As clashes have escalated in the area, speculation has grown that Israel might launch an offensive more general and systemic than the routine of near-nightly ground raids. Monday’s operation, however, bore hallmarks of Israel’s regular missions against Islamic factions in Gaza with airstrikes, no fixed end time and involving substantial military resources.
Israeli officials publicly assured Palestinian leaders they were not directing the attacks at the Palestinian Authority, which has security control of that section of the West Bank under the terms to the 1990s Oslo accords.
“We are not there to take over. This operation is not against the Palestinian Authority and is not against its security organizations, which have also found it difficult to operate in the Jenin refugee camp,” Adm. Daniel Hagari, IDF spokesman, said in a radio interview. “We are focused solely on this bottleneck, to dismantle it.”
But Palestinian Authority President Mahmoud Abbas called the attacks “a new war crime against our defenseless people,” according to a spokesman.
Rival militant groups throughout the occupied territories expressed defiance. “The resistance in all arenas will not allow the enemy to invade our people in Jenin or to single them out,” a coalition of factions in Gaza said in a statement.
The IDF also said it was boosting air defense readiness in the southern West Bank in the event of rocket fire from Gaza.
Islamic Jihad, an Iranian-backed militant group that Western nations regard as a terrorist organization, said in a statement that it would not be deterred by the strikes. “Jenin will not surrender,” said the organization, which has a following in the city.

> _What is needed_:
Reproduce the entire passage above about the Israeli operation in Jenin word for word. The records that follow have no connection to the passage about the Jenin operation.

(Saved entries)

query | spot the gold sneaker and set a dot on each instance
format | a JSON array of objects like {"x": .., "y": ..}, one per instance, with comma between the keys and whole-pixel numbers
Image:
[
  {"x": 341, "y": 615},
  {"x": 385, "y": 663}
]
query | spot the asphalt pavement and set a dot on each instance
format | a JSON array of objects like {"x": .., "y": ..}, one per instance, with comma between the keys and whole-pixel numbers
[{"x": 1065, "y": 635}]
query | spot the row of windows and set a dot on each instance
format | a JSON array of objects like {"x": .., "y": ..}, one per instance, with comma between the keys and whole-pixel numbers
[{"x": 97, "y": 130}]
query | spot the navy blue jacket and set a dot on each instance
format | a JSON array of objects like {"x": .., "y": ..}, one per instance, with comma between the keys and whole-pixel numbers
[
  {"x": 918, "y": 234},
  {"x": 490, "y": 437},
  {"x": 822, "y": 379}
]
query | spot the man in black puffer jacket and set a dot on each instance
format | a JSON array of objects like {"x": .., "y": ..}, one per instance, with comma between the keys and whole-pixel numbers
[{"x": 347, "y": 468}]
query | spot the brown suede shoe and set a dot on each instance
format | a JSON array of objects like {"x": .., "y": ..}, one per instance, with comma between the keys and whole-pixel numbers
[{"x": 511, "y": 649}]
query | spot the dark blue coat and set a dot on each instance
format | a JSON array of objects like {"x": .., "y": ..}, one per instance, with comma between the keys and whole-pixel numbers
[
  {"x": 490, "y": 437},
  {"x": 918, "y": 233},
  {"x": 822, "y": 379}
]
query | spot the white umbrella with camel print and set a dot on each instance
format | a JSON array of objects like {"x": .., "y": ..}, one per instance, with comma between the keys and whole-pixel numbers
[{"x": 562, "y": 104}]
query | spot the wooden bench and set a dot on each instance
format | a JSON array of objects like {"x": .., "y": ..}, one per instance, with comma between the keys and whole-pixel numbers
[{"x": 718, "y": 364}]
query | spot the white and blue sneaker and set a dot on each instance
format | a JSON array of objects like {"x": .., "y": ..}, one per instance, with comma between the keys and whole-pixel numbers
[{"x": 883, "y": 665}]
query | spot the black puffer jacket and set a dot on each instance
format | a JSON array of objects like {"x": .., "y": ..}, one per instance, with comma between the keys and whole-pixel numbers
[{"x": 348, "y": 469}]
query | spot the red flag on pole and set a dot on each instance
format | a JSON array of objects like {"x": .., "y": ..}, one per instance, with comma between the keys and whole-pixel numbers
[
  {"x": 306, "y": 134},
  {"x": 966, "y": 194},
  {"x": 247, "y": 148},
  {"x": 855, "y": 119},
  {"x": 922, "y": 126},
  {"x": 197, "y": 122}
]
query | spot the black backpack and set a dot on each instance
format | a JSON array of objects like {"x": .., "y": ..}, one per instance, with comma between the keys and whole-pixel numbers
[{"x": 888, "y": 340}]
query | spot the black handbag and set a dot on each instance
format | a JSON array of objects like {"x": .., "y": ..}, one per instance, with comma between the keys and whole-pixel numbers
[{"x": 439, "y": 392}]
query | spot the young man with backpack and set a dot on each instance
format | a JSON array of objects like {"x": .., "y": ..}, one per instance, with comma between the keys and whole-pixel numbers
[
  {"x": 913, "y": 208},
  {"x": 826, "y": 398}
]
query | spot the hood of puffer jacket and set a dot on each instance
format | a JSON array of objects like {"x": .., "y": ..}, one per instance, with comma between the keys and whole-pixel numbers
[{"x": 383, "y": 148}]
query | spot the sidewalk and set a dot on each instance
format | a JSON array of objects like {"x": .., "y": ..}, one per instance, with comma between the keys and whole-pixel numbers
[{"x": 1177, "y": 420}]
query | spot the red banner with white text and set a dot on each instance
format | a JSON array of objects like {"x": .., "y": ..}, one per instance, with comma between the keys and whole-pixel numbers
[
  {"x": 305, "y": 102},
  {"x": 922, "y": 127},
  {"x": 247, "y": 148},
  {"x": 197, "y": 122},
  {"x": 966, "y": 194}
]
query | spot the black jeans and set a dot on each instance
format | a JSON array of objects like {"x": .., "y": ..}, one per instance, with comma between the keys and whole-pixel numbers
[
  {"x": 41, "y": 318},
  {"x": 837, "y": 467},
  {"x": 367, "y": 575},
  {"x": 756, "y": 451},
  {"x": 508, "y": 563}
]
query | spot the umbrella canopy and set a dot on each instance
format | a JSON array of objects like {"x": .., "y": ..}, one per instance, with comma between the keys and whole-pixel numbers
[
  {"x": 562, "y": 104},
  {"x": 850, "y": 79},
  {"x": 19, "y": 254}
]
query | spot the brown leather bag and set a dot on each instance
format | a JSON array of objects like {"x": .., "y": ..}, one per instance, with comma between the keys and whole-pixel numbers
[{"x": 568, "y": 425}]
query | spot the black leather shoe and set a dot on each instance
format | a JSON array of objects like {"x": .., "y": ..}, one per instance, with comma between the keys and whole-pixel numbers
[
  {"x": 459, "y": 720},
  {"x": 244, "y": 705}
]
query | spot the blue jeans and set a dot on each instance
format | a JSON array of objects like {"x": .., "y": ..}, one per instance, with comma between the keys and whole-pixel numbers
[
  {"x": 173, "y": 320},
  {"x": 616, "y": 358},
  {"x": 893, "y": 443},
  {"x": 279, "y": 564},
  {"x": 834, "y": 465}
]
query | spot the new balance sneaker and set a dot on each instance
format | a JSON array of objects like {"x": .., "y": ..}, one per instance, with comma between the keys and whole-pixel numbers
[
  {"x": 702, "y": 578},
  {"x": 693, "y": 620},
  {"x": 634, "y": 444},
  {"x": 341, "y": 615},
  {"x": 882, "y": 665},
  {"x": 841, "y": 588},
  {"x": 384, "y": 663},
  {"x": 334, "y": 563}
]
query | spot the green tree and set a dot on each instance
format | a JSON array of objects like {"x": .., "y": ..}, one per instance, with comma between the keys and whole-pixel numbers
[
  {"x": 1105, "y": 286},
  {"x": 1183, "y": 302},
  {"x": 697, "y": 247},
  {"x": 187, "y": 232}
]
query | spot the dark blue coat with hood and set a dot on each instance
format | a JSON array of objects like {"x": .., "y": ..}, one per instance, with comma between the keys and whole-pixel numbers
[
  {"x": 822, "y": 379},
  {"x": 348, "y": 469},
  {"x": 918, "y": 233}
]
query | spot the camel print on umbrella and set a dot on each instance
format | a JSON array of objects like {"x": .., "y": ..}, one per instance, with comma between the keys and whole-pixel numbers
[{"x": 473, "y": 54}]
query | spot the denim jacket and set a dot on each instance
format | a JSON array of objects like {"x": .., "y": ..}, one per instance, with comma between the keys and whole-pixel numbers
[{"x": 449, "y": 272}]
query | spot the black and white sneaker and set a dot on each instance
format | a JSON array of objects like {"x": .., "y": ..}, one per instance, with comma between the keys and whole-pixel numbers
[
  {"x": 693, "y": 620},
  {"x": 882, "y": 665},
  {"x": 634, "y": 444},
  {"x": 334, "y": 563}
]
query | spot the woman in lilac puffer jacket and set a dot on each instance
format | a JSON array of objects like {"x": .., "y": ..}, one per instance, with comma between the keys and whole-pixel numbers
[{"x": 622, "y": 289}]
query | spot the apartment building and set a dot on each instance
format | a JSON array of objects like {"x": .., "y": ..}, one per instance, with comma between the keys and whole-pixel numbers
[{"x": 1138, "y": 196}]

> _Result_:
As clashes have escalated in the area, speculation has grown that Israel might launch an offensive more general and systemic than the routine of near-nightly ground raids. Monday’s operation, however, bore hallmarks of Israel’s regular missions against Islamic factions in Gaza with airstrikes, no fixed end time and involving substantial military resources.
Israeli officials publicly assured Palestinian leaders they were not directing the attacks at the Palestinian Authority, which has security control of that section of the West Bank under the terms to the 1990s Oslo accords.
“We are not there to take over. This operation is not against the Palestinian Authority and is not against its security organizations, which have also found it difficult to operate in the Jenin refugee camp,” Adm. Daniel Hagari, IDF spokesman, said in a radio interview. “We are focused solely on this bottleneck, to dismantle it.”
But Palestinian Authority President Mahmoud Abbas called the attacks “a new war crime against our defenseless people,” according to a spokesman.
Rival militant groups throughout the occupied territories expressed defiance. “The resistance in all arenas will not allow the enemy to invade our people in Jenin or to single them out,” a coalition of factions in Gaza said in a statement.
The IDF also said it was boosting air defense readiness in the southern West Bank in the event of rocket fire from Gaza.
Islamic Jihad, an Iranian-backed militant group that Western nations regard as a terrorist organization, said in a statement that it would not be deterred by the strikes. “Jenin will not surrender,” said the organization, which has a following in the city.